Given instruction ▸ Pull out each line of the entries below that includes the string "orange".

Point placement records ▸
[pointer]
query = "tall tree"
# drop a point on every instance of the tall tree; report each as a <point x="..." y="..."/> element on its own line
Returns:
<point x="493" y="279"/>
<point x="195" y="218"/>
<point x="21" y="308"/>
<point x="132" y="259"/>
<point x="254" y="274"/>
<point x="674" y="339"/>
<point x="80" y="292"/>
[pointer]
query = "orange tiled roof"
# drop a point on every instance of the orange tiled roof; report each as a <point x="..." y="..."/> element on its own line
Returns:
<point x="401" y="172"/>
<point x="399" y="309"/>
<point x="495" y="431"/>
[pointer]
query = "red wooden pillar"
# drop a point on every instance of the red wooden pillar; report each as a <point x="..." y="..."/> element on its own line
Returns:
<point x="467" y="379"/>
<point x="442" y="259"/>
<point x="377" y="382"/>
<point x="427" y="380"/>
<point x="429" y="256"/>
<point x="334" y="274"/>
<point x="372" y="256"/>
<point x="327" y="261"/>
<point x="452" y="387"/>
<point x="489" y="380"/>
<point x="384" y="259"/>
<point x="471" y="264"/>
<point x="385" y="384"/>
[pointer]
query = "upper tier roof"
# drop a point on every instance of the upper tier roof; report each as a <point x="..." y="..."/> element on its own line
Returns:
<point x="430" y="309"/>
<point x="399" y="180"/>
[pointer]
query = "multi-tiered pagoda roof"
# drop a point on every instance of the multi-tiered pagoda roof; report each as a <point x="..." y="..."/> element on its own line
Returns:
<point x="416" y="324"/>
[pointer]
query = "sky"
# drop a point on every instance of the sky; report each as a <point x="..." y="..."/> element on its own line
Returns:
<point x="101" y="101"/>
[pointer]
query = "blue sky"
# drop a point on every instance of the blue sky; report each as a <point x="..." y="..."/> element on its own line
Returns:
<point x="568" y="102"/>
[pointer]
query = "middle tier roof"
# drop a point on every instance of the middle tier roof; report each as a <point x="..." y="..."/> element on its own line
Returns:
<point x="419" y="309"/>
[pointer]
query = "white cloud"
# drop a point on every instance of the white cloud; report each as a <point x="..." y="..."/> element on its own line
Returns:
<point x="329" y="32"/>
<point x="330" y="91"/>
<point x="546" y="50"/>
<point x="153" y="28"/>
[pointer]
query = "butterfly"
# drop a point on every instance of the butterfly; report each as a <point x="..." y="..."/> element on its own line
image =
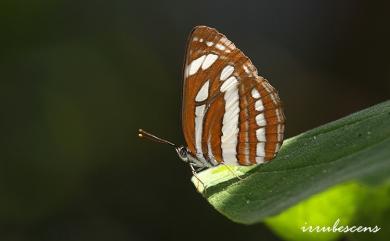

Result of this task ▸
query = "orange tiled roof"
# drop a point on every instance of the orange tiled roof; report each as a <point x="..." y="..."/> element on its own line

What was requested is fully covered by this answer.